### EXERCISE BRIEF
Only one number is wanted here: how many lines of the data hold "door".

### EXTRACTED INFORMATION
════════
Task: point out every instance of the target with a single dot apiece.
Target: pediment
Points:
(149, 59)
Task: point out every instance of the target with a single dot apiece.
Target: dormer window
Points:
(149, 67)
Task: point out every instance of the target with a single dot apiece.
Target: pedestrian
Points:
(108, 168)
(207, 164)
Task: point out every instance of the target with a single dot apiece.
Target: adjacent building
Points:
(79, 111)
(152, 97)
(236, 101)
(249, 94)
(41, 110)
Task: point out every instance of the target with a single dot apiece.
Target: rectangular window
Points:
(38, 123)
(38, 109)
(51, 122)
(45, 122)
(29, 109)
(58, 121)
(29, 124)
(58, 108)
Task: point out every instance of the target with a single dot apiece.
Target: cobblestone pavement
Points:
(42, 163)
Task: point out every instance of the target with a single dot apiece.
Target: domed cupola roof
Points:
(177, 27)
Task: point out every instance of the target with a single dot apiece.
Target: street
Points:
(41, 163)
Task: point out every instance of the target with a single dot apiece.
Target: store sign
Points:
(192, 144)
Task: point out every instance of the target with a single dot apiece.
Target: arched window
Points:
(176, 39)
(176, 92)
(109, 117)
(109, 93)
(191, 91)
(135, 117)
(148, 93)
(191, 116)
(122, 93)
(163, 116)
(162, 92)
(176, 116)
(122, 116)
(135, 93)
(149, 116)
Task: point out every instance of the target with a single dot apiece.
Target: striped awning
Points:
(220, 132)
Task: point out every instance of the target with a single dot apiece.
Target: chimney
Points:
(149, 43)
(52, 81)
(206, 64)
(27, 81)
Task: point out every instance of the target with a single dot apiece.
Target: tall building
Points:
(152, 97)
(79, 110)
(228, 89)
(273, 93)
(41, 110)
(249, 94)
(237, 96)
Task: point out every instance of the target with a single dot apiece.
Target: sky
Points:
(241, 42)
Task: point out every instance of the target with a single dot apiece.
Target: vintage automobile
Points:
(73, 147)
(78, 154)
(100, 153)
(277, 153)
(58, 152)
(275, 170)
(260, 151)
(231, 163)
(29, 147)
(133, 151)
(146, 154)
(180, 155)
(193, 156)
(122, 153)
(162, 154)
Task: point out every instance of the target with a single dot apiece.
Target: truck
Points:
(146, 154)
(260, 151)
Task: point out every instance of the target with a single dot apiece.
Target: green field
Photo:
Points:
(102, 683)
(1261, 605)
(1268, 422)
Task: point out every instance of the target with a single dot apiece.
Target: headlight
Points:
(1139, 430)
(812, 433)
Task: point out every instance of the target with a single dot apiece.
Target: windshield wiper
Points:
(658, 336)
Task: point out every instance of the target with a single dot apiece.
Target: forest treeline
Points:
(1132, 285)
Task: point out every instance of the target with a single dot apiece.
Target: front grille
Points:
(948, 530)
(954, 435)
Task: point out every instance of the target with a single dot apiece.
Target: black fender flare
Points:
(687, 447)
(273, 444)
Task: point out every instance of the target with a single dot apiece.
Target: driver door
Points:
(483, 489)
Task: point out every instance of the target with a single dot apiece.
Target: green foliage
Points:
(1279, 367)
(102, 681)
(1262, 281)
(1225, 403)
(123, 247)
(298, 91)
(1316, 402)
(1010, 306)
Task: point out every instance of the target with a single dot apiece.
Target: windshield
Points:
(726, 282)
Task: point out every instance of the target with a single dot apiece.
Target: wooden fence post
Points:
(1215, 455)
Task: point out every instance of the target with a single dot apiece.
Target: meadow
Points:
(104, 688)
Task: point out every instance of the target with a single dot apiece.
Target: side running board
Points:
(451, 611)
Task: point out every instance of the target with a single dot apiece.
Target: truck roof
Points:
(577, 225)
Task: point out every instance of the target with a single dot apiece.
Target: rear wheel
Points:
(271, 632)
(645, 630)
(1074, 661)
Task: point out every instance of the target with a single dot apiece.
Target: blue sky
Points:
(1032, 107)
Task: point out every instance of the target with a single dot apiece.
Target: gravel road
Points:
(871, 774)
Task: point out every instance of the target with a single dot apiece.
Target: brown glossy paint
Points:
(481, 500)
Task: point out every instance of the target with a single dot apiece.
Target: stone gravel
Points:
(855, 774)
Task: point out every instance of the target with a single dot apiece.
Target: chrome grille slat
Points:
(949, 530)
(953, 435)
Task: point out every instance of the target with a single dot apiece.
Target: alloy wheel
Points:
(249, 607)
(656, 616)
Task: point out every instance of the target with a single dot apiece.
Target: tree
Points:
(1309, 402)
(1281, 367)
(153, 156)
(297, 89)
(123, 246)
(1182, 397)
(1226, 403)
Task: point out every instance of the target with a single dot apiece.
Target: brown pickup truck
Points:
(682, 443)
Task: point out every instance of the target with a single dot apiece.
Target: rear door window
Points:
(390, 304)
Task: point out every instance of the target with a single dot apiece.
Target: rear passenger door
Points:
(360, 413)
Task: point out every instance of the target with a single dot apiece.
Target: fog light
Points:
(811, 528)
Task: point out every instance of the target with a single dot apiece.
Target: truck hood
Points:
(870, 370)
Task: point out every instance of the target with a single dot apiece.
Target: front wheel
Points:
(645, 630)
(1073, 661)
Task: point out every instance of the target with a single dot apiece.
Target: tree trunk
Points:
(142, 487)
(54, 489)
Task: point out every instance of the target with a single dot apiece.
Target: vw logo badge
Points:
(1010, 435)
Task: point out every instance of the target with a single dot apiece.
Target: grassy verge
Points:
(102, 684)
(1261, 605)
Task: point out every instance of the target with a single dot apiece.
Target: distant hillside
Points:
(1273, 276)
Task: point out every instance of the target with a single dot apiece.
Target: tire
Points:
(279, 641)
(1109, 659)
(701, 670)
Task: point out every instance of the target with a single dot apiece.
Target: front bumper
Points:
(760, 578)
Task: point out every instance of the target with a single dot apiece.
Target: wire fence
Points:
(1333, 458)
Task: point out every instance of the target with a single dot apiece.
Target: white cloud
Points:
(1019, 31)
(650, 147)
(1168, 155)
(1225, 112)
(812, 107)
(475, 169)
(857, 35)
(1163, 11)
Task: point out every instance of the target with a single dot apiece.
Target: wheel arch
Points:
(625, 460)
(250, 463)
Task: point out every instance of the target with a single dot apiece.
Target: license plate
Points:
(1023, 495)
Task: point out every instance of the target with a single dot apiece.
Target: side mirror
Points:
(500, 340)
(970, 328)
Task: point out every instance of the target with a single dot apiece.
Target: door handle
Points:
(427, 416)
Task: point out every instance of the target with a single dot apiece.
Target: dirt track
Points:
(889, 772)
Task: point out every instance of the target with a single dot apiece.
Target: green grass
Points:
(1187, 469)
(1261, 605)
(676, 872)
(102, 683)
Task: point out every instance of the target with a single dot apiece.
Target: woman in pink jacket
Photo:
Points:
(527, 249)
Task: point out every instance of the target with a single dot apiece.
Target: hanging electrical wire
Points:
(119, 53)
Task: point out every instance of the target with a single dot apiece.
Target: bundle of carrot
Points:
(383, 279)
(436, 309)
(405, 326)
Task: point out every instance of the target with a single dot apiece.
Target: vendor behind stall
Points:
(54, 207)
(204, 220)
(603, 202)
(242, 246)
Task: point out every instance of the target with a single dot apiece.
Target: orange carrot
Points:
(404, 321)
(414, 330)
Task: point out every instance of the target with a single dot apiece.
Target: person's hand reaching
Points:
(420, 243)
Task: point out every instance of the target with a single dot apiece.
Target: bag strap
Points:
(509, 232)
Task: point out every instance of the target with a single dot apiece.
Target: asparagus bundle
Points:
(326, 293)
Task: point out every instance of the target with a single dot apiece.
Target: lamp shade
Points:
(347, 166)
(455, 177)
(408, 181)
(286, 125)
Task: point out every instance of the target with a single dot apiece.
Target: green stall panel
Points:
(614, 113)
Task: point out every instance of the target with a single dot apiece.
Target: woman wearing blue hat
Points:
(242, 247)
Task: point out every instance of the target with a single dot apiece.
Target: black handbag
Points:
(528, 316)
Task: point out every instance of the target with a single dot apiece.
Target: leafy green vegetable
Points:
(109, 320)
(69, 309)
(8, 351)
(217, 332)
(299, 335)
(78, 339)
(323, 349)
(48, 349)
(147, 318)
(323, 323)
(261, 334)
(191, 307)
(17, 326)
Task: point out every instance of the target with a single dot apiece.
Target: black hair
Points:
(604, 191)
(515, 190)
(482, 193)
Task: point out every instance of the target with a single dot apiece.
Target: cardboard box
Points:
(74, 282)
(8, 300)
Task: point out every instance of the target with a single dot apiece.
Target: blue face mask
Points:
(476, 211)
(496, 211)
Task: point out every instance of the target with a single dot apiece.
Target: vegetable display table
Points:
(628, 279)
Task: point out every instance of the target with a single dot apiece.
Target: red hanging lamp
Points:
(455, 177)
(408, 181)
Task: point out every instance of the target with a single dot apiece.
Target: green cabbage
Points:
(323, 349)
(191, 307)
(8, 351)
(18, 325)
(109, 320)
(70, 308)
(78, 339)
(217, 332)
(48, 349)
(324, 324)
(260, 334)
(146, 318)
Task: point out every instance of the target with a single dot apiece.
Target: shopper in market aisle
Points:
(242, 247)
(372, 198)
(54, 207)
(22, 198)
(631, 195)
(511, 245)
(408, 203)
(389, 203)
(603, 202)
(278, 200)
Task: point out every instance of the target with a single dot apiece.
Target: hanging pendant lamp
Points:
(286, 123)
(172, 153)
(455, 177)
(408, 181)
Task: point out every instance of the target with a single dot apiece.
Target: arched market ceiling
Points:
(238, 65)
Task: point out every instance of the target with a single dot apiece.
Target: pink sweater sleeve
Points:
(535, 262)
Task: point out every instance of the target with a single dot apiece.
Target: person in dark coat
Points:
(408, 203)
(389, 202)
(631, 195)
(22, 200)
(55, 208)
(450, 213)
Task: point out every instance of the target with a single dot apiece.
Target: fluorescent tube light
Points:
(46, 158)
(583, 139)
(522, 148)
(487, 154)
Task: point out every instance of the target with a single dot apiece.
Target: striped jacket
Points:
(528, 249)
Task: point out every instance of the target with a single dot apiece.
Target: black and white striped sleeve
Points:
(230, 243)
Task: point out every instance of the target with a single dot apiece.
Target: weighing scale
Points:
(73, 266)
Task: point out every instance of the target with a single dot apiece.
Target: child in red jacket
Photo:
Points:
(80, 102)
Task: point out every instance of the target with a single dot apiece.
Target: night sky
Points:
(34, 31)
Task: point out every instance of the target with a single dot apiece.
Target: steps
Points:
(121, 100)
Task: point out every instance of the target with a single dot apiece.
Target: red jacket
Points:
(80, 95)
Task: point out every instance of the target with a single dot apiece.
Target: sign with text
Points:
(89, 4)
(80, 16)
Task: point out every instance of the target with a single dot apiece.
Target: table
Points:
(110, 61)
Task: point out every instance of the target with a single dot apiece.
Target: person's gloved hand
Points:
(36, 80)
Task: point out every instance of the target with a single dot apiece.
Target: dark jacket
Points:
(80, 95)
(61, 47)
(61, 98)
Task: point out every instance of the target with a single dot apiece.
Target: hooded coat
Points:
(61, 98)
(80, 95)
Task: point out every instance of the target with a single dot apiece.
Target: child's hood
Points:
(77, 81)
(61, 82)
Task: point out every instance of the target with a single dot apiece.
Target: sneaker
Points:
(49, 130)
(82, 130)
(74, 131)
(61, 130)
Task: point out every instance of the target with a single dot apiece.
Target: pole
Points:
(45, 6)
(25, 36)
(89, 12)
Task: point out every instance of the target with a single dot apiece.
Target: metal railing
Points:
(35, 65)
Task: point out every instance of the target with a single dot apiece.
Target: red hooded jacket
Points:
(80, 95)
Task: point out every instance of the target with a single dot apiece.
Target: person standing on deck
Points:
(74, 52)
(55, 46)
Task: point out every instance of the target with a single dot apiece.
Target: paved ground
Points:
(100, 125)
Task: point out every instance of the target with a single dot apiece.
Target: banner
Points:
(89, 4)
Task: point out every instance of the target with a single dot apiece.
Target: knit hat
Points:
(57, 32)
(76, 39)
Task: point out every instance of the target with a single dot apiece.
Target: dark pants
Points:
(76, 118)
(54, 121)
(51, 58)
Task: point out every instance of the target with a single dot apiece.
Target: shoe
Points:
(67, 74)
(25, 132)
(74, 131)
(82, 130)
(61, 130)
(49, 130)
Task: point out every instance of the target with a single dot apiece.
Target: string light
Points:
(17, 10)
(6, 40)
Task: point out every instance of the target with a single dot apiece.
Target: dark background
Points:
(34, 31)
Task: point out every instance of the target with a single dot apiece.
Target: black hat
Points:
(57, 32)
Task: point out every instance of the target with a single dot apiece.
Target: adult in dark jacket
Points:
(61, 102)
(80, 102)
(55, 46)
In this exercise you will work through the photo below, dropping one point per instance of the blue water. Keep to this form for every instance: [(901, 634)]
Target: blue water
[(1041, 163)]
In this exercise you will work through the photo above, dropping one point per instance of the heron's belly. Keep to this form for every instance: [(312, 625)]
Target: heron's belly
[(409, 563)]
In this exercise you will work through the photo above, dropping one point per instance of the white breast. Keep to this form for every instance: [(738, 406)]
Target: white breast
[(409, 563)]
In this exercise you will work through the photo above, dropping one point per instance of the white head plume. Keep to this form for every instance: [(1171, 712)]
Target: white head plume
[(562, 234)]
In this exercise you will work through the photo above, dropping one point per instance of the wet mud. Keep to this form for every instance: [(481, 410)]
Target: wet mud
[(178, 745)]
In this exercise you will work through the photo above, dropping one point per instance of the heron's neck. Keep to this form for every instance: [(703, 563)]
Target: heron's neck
════════
### SOLUTION
4